In the order on summary judgment issued May 7, 2013, the court ruled that as a matter of law, the description of the dedicated way as " Cooper's Beach Road" was sufficient to meet the statutory standard for an acceptance, subject only to the factual determination of locating the terminus of the northerly end of the way.[6] The better evidence demonstrates that Cooper's Beach Road in fact encompasses the way that passes over the land now owned by the Edwardses. That proof largely consists of the way the road has been used. Primarily, the Town has used in a way that is materially indistinguishable from the way it has used other portions of the network of roads formerly all called Cooper's Beach Road (now with separate names). This was true even in 1986, at the time the dedication was offered to the Town. Further, although the extent and quality of use is subject to some dispute, it is clear that people other than the owners of the land have used it. And as Darlene Edwards testified, the physical address of her house is 70 Cooper's Beach Road.

The Edwardses point to maps and diagrams of roads that existed in and prior to 1986, arguing that none of them showed that Cooper's Beach Road extended onto their property or included the cul-de-sac. In fact, some of those documents are not clear on the point. However, to the extent that they may depict a way that falls short of the Edwardses' land, the court has considered that evidence and does not give it such weight as to defeat the better evidence noted above. Further, any weight it deserves is mitigated by maps and diagrams created after 1986 showing the entire way as it has existed at all times relevant to this case. Also, there is no evidence that after the Town accepted " Cooper's Beach Road" in 1986 as a public easement road, McLoon or any of the subsequent owners, up to the Edwardses, complained that the dedicated road did not include the road on the land now owned by the Edwardses.[7]

For these reasons, the court finds that as at the time the Town accepted the dedication of Cooper's Beach Road as a public easement road, it included the portion way located on the Edwardses' property. The dedication was supported by the specific description of the road as Coopers Beach Road. Because Cooper's Beach Road extended to the cul-de-sac on the Edwardses' land, this means that this portion of the road was included in the dedication and acceptance and that the way located on their land is a public easement road.

By law, when a way located on private property is encumbered by a public easement, the way may be used in any way that a public way itself may be used. See MacKenna v. Inhabitants of the Town of Searsport , 349 A.2d 760, 762-63 (Me. 1976). When a municipality acquires a prescriptive public easement over a private way, the nature of the public's use is not limited to the character of the prescriptive use. See id ., 349 A.2d at 763. Here, because the Town accepted the road statutorily and without the need to prove prescriptive use, the nature of the use is not an element of its proof and does not need to be considered. Thus, either under the McKenna analysis, or because the the Town created the public easement through a non-prescriptive means that did not limit the nature of the use, the way may be used in any manner that " is not inconsistent with a public way, " Id.

************

- TASK A: From the Cooper's Beach Road ruling, return word for word the part that opens with the words containing "For these reasons, the" and closes with "public easement road.".
The listing has no connection to the Cooper's Beach Road ruling.

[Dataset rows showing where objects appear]
************

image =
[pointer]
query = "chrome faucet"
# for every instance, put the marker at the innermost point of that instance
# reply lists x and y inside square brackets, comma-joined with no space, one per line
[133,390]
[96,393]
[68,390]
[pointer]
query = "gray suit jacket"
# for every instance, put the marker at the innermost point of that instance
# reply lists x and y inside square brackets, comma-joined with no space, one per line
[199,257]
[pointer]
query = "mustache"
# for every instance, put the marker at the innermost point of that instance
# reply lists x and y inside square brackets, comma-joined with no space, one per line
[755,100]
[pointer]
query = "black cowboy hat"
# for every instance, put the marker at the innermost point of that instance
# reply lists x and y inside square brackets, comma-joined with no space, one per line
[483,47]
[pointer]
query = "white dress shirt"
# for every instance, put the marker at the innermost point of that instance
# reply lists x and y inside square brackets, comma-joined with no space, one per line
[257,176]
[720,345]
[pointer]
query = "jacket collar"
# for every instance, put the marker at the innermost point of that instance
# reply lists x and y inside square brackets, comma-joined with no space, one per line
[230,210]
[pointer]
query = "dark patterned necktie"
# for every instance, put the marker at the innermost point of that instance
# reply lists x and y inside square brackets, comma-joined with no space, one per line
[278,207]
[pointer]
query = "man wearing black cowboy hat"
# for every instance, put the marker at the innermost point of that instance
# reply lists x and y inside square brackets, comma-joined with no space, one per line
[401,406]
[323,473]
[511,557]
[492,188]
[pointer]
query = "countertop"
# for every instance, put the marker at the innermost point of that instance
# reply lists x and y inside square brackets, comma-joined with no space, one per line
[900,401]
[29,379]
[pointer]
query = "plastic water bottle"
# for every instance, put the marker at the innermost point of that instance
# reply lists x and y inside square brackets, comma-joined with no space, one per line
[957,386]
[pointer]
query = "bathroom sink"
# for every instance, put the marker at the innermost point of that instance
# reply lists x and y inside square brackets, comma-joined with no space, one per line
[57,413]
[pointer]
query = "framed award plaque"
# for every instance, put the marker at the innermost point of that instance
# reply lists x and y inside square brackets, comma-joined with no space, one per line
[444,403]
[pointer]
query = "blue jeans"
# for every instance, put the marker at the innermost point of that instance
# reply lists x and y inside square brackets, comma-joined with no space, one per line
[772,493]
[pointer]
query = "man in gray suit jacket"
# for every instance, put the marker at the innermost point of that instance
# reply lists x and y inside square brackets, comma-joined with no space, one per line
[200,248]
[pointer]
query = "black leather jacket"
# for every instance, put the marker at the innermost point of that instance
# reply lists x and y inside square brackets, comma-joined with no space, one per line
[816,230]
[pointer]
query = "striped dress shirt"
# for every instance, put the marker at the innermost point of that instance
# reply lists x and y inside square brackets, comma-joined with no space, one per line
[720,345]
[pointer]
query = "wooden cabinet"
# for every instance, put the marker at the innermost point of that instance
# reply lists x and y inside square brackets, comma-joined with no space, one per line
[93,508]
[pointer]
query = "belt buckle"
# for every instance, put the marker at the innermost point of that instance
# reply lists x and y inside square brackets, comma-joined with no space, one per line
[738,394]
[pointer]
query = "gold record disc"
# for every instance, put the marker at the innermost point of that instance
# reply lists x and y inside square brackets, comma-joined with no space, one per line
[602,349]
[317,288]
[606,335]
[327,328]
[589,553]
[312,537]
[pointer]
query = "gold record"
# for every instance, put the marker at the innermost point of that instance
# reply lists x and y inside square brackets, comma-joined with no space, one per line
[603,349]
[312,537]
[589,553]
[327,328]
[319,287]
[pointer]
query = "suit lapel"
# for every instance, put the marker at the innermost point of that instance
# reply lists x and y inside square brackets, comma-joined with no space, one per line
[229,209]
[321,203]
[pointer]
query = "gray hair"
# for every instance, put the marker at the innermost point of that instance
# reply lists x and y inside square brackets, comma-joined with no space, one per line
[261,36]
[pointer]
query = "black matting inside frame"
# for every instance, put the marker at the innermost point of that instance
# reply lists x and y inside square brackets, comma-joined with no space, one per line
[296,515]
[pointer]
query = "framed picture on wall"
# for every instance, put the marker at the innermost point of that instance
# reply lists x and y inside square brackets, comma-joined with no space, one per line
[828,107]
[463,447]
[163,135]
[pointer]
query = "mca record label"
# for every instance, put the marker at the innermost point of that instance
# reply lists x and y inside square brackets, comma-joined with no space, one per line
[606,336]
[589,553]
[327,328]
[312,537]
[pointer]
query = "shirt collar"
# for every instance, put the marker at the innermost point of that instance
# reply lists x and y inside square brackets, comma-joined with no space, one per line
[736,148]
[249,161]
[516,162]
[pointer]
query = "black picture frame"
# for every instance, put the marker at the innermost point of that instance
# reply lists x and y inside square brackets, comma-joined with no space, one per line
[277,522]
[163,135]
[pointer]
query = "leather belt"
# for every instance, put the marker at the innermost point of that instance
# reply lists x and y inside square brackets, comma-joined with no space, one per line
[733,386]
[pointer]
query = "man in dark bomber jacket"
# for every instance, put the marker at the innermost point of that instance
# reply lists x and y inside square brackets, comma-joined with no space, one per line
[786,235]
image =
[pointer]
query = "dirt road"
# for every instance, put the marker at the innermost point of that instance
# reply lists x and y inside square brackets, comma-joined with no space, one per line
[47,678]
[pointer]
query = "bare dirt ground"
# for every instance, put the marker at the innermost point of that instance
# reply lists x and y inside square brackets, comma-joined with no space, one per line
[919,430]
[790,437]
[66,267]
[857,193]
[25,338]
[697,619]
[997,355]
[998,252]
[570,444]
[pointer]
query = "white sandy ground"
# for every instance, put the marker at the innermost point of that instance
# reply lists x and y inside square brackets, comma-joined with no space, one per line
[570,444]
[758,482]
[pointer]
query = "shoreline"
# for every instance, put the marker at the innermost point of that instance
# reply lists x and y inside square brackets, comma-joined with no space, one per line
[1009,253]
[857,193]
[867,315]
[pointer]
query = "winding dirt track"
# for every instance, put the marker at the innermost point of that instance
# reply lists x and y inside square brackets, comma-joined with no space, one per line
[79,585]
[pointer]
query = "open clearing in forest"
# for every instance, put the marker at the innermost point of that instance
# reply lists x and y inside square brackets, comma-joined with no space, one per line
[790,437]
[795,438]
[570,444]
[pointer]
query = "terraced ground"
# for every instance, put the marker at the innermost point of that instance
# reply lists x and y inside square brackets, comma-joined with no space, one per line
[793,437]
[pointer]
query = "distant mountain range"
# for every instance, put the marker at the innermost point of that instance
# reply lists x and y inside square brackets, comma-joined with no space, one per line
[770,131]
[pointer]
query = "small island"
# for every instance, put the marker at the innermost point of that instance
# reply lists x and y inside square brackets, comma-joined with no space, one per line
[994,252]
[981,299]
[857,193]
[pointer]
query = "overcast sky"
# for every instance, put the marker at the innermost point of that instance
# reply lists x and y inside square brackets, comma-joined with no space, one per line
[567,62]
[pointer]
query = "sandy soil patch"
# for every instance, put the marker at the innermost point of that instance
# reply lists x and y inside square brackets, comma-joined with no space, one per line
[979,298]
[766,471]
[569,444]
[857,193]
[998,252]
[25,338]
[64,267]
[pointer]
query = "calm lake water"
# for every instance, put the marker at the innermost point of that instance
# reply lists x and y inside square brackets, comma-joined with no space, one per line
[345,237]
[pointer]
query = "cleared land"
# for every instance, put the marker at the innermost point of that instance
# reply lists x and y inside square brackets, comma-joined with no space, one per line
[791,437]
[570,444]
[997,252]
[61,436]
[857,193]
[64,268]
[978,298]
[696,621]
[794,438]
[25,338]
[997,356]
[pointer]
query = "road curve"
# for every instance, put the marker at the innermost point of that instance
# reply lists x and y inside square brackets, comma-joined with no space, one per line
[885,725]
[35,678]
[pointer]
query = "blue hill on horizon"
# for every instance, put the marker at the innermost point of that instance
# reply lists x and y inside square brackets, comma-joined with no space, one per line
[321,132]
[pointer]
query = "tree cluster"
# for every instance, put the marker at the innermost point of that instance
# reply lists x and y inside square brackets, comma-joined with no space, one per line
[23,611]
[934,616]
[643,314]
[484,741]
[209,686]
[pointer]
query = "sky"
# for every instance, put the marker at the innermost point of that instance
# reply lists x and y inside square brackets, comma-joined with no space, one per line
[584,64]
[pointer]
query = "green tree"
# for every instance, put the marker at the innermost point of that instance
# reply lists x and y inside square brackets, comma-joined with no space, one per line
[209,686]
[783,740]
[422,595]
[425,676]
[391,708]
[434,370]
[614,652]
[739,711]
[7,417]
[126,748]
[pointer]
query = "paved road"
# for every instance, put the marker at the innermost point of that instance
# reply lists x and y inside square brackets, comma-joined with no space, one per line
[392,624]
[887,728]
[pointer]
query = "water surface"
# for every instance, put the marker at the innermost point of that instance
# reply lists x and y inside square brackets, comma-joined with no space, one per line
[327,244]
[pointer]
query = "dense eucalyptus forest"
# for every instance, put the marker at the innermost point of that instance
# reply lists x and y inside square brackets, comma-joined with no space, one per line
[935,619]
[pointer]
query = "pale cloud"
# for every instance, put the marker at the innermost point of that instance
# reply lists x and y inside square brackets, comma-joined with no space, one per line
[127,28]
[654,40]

************

- TASK B: How many lines of the listing contain the string "forest"? Reply with the number only.

- COMPLETE OUTPUT A:
For these reasons, the court finds that as at the time the Town accepted the dedication of Cooper's Beach Road as a public easement road, it included the portion way located on the Edwardses' property. The dedication was supported by the specific description of the road as Coopers Beach Road. Because Cooper's Beach Road extended to the cul-de-sac on the Edwardses' land, this means that this portion of the road was included in the dedication and acceptance and that the way located on their land is a public easement road.

- COMPLETE OUTPUT B: 2